| WHAT TO DO |
Copy the listing below character for character, leaving out nothing and changing nothing.

| DATA LINES |
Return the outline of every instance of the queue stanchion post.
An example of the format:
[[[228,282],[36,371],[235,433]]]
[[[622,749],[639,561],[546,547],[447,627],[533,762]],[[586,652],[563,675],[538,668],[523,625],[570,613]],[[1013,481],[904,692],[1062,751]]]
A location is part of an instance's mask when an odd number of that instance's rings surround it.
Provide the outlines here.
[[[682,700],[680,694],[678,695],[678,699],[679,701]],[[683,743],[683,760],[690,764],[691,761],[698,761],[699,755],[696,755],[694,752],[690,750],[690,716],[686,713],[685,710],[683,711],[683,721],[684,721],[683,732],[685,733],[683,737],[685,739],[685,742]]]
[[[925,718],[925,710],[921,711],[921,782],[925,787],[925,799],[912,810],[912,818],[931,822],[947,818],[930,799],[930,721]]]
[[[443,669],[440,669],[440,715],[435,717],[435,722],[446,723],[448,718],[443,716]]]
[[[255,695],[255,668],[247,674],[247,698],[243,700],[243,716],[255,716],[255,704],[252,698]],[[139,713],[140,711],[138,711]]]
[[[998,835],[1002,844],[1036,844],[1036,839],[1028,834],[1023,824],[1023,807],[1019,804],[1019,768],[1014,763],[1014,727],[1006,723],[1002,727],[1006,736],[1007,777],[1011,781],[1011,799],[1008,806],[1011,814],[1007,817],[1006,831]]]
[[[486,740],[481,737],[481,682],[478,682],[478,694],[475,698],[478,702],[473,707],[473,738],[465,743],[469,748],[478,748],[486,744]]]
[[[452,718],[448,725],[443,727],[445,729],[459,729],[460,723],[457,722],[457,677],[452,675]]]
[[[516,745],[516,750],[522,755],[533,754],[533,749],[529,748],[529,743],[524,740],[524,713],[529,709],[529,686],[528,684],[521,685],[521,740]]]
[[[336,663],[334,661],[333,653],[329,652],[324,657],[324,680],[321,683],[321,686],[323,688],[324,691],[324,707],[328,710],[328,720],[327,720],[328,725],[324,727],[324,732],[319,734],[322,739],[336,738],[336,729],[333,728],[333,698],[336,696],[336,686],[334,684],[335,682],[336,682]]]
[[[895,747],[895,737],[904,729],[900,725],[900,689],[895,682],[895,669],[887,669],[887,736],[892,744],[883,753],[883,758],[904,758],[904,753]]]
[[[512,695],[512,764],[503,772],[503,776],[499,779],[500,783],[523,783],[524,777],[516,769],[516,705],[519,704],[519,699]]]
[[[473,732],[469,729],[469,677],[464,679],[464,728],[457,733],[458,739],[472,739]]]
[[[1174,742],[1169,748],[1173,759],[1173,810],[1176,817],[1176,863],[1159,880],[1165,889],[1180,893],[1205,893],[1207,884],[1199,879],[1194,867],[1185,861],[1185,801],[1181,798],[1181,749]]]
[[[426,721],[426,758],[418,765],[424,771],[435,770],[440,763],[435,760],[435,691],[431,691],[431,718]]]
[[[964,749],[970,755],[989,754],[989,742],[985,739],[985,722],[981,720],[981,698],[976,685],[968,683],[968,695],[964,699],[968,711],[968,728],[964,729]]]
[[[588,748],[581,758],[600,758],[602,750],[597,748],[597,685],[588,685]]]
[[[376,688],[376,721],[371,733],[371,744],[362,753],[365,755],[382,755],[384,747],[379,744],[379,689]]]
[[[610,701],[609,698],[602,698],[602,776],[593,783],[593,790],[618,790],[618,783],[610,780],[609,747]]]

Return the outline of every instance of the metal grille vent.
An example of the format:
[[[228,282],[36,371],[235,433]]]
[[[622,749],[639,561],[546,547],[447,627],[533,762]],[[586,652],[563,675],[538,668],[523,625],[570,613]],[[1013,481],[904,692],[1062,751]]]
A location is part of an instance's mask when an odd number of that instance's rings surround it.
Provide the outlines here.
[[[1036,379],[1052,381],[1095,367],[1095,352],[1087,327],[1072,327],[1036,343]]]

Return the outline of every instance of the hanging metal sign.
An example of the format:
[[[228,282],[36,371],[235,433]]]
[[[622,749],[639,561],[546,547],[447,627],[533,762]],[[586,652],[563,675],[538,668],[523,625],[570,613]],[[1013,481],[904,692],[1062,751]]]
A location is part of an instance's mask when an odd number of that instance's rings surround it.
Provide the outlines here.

| ANSWER TO THIS TASK |
Return the outline of every instance of the queue stanchion post.
An example of the format:
[[[228,282],[36,371],[235,433]]]
[[[622,749],[639,561],[546,547],[447,627],[533,762]],[[586,652],[563,675],[538,668],[523,625],[570,613]],[[1013,481],[904,692],[1062,751]]]
A location is part of an instance's mask when an odd number of that instance's rings surround it.
Provide the outlines here.
[[[682,700],[680,694],[678,695],[678,699],[679,701]],[[683,743],[683,760],[690,764],[691,761],[698,761],[699,755],[696,755],[694,752],[690,750],[690,716],[686,713],[685,710],[683,711],[683,721],[684,721],[683,732],[685,733],[683,737],[685,739],[685,742]]]
[[[925,718],[925,710],[921,711],[921,782],[925,787],[925,799],[912,810],[912,818],[931,822],[947,818],[930,799],[930,721]]]
[[[443,669],[440,669],[440,715],[435,717],[435,722],[446,723],[448,718],[443,716]]]
[[[255,695],[255,668],[247,674],[247,698],[243,700],[243,716],[255,716],[255,704],[252,698]],[[139,713],[140,711],[138,711]]]
[[[998,835],[1002,844],[1036,844],[1036,839],[1028,834],[1023,824],[1023,807],[1019,804],[1019,768],[1014,763],[1014,727],[1006,723],[1002,727],[1006,736],[1007,777],[1011,781],[1011,799],[1008,806],[1011,814],[1007,817],[1006,831]]]
[[[486,740],[481,737],[481,682],[478,682],[478,694],[475,698],[478,702],[473,707],[473,738],[465,743],[469,748],[478,748],[486,744]]]
[[[452,718],[448,725],[443,727],[445,729],[459,729],[460,723],[457,722],[457,677],[452,675]]]
[[[516,745],[516,750],[522,755],[533,754],[533,749],[529,748],[529,743],[524,740],[524,713],[529,709],[529,686],[528,684],[521,685],[521,740]]]
[[[336,663],[334,661],[333,653],[329,652],[324,657],[324,680],[321,683],[321,686],[323,688],[324,691],[324,707],[328,710],[328,720],[327,720],[328,725],[324,727],[324,732],[319,734],[322,739],[336,738],[336,729],[333,728],[333,698],[336,696],[336,686],[334,684],[335,682],[336,682]]]
[[[895,747],[895,737],[904,729],[900,725],[900,689],[895,682],[895,669],[887,669],[887,736],[892,744],[883,753],[883,758],[904,758],[904,753]]]
[[[512,695],[512,764],[503,772],[503,776],[499,779],[500,783],[523,783],[524,777],[516,769],[516,705],[519,704],[519,699]]]
[[[473,732],[469,729],[469,677],[464,679],[464,728],[457,733],[458,739],[472,739]]]
[[[1174,742],[1169,748],[1173,759],[1173,810],[1176,817],[1176,863],[1159,880],[1165,889],[1180,893],[1205,893],[1207,884],[1199,879],[1194,867],[1185,861],[1185,801],[1181,798],[1181,749]]]
[[[426,721],[426,758],[418,765],[424,771],[435,770],[440,763],[435,760],[435,691],[431,691],[431,718]]]
[[[964,749],[970,755],[989,754],[989,742],[985,739],[985,722],[981,720],[981,698],[976,685],[968,683],[968,695],[964,699],[968,711],[968,728],[964,729]]]
[[[588,748],[581,758],[600,758],[602,750],[597,748],[597,685],[588,685]]]
[[[376,688],[376,721],[371,733],[371,744],[362,753],[365,755],[382,755],[384,747],[379,744],[379,689]]]
[[[610,701],[609,698],[602,698],[602,776],[593,783],[593,790],[618,790],[618,783],[610,780],[609,747]]]

Return the outline of every instance of the metal grille vent.
An example of the format:
[[[228,282],[36,371],[235,433]]]
[[[622,749],[639,561],[546,547],[447,627],[533,762]],[[586,652],[563,675],[538,668],[523,625],[570,613]],[[1013,481],[904,692],[1062,751]]]
A location is part of an instance's mask when an odd number of that instance's rings surround it.
Provide the outlines here.
[[[1036,379],[1052,381],[1095,367],[1095,352],[1087,327],[1072,327],[1036,343]]]

Return the outline of every instance of the hanging metal sign.
An example of the format:
[[[228,282],[36,371],[235,433]]]
[[[622,749],[639,561],[546,547],[447,627],[533,762]],[[586,652],[563,675],[538,668],[523,625],[570,613]],[[1013,481],[904,692],[1062,751]]]
A location is part of an instance's mask when an odd number of that instance's rings surround it.
Provide the outlines here.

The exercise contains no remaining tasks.